- **TO DO**: Write out every line of the listing below as a numbered list, skipping any blank lines and leaving out the pictures.

Bounding box data excerpts:
>>>>>

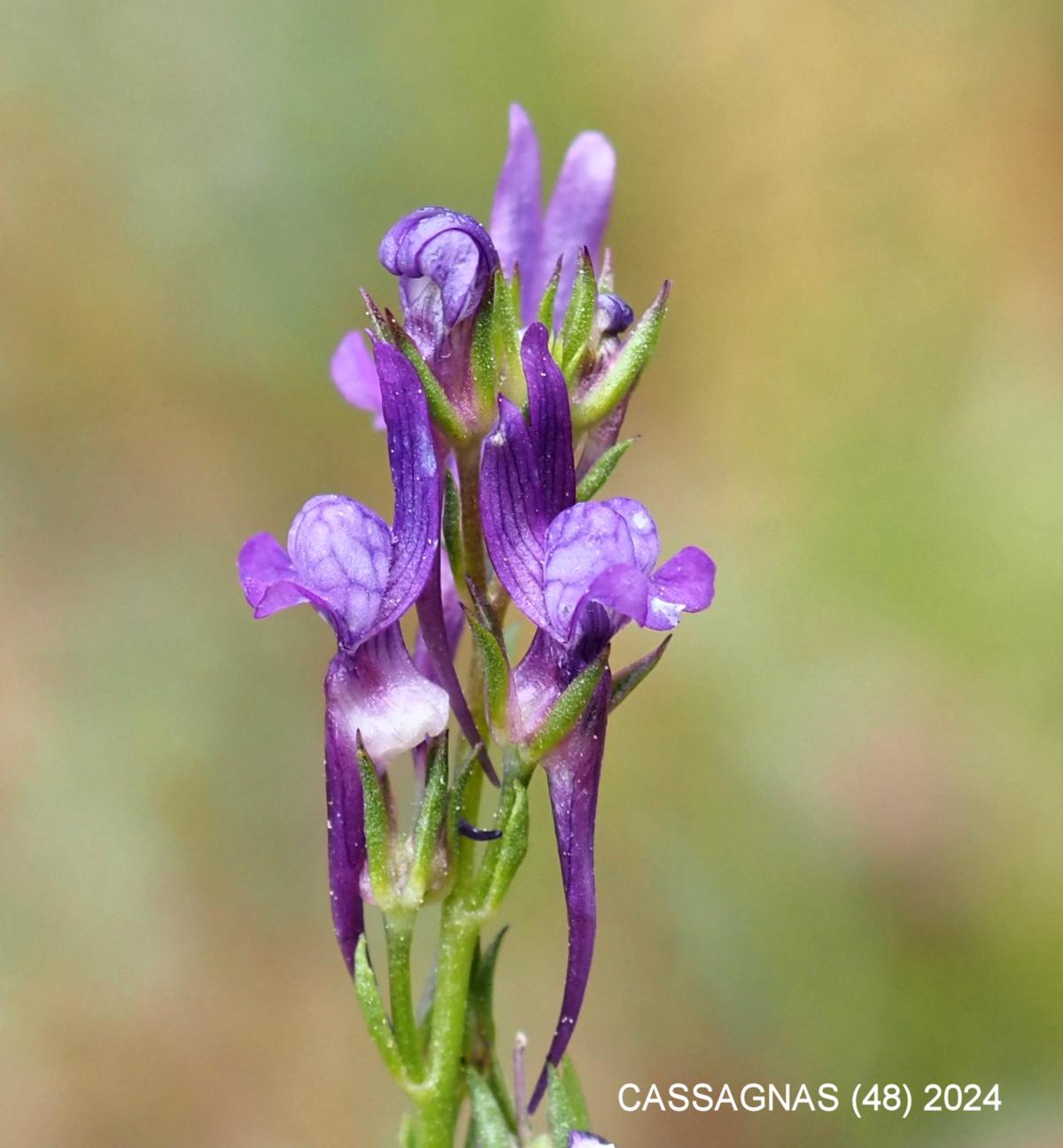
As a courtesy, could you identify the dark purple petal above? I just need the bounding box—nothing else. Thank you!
[237,534,310,617]
[380,208,498,360]
[480,397,547,625]
[528,670,612,1112]
[647,547,717,631]
[520,322,577,519]
[458,818,501,842]
[416,550,498,785]
[541,132,617,322]
[332,330,384,430]
[325,652,365,973]
[330,622,450,768]
[543,501,636,641]
[492,104,543,296]
[288,495,392,647]
[376,344,442,628]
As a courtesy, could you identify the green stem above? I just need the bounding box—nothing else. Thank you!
[416,889,481,1148]
[384,911,424,1081]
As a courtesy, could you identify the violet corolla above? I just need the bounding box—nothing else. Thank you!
[239,105,715,1148]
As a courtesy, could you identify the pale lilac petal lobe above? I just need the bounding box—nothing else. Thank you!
[376,344,442,628]
[480,397,547,625]
[649,547,717,629]
[535,132,617,322]
[237,534,307,617]
[325,653,365,973]
[416,550,498,785]
[333,622,450,768]
[602,498,661,574]
[332,330,384,430]
[543,501,635,640]
[490,104,542,298]
[520,322,577,519]
[528,671,612,1112]
[288,495,392,645]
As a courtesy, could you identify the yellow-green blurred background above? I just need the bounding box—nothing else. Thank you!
[0,0,1063,1148]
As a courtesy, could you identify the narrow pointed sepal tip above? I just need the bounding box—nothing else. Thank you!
[458,818,501,842]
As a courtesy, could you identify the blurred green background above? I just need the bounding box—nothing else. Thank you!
[0,0,1063,1148]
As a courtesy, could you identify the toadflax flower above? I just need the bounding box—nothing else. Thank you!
[237,344,450,968]
[332,104,619,430]
[490,104,615,322]
[480,323,715,1109]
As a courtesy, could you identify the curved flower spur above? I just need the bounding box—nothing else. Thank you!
[240,105,715,1148]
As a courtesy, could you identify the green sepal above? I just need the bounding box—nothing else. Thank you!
[469,926,509,1067]
[465,578,508,650]
[465,927,516,1132]
[547,1064,582,1148]
[361,287,395,346]
[465,609,509,738]
[571,279,671,430]
[503,263,524,327]
[577,438,635,501]
[354,934,407,1081]
[539,256,563,330]
[524,648,609,763]
[469,279,505,426]
[562,247,598,385]
[609,633,671,712]
[404,730,450,908]
[443,470,465,586]
[385,311,469,446]
[358,733,395,908]
[598,247,613,295]
[484,782,531,912]
[492,270,528,407]
[465,1069,516,1148]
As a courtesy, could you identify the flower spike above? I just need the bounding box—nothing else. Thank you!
[528,671,612,1113]
[380,208,498,361]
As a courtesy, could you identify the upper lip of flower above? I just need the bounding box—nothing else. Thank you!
[237,344,441,650]
[380,206,498,361]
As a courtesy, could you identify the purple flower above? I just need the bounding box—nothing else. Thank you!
[481,323,715,645]
[480,322,715,1109]
[380,208,498,365]
[490,104,615,322]
[237,344,450,968]
[332,330,384,430]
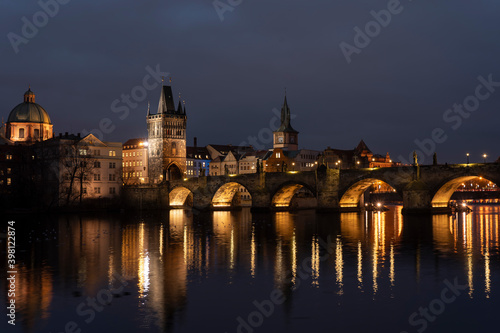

<<<<<

- **OUTPUT FOR THIS EXERCISE**:
1. As a courtesy, could you identify the dark purple petal above? I just need the bounding box—nothing else. Thank you!
2. [237,534,310,617]
3. [380,208,498,360]
4. [480,397,547,625]
5. [528,670,612,1112]
6. [647,547,717,631]
7. [520,322,577,519]
8. [458,818,501,842]
9. [416,550,498,785]
10. [541,132,617,322]
11. [332,330,384,430]
12. [325,652,365,973]
13. [330,622,450,768]
14. [543,501,636,641]
15. [492,104,543,296]
16. [288,495,392,647]
17. [376,344,442,628]
18. As a courtesy, could you identify the green stem above? I just need the bounding box—nothing else. Thank you!
19. [416,889,481,1148]
20. [384,911,424,1081]
21. As a courtesy, could you identify the violet corolla above? I just need the bounding box—nothing else. Thank you!
22. [239,105,715,1148]
23. As a courtesy, could you identify the pale lilac petal lobe above? I just need the bounding box—nothing else. Thank you!
24. [376,344,442,628]
25. [480,397,547,625]
26. [649,547,717,629]
27. [535,132,617,322]
28. [237,534,307,617]
29. [325,653,365,973]
30. [416,550,498,785]
31. [333,622,450,768]
32. [602,498,661,574]
33. [332,330,384,430]
34. [543,501,635,640]
35. [490,104,542,298]
36. [520,322,577,519]
37. [528,671,612,1112]
38. [288,495,392,645]
39. As a courtesy, could you identify the yellow-green blurred background above? I just need the bounding box—nothing else. Thank you!
40. [0,0,1063,1148]
41. As a courtesy, could you identify the narrow pointed sepal tip above? I just need the bounding box—nothing else. Thank you!
42. [458,818,501,842]
43. As a courtesy, could you identify the blurred green background above? I just need the bounding box—nothing else. Thank you!
44. [0,0,1063,1148]
45. As a courtesy, could you identify the toadflax flower above? I just need the bounding box—nothing else. Thank you!
46. [237,344,450,968]
47. [332,104,619,430]
48. [490,104,615,322]
49. [480,323,715,1109]
50. As a courtesy, could you identify the curved flower spur above? I just need the bounding box—nothing else. Thank you!
51. [240,105,715,1148]
52. As a courtesy, could you identify the green sepal above? I just need the bounding box—nothing else. Thank you!
53. [469,926,509,1067]
54. [465,578,508,650]
55. [465,927,516,1132]
56. [547,1064,582,1148]
57. [361,287,395,346]
58. [465,609,509,738]
59. [571,279,671,430]
60. [503,263,524,327]
61. [577,438,635,501]
62. [354,934,407,1081]
63. [539,256,563,330]
64. [524,648,609,763]
65. [469,279,505,426]
66. [562,247,598,385]
67. [609,633,671,712]
68. [404,730,450,908]
69. [443,470,465,586]
70. [385,311,469,446]
71. [358,733,395,908]
72. [598,247,613,295]
73. [484,782,531,912]
74. [492,270,528,407]
75. [465,1069,516,1148]
76. As a courtesy, could you identify the flower spike above? I just need the bounding box—nothing else. Thank you!
77. [528,671,612,1113]
78. [380,208,498,361]
79. As a courtesy, could you identify the upper lip of flower above? I just need the bounding box—nothing else. Thank you!
80. [237,344,441,650]
81. [380,206,498,361]
82. As a courtesy, could you identify the purple flower above? I just need the bounding box—nothing else. Thank you!
83. [481,323,715,645]
84. [480,322,715,1109]
85. [380,208,498,365]
86. [490,104,615,322]
87. [237,344,450,968]
88. [332,330,384,430]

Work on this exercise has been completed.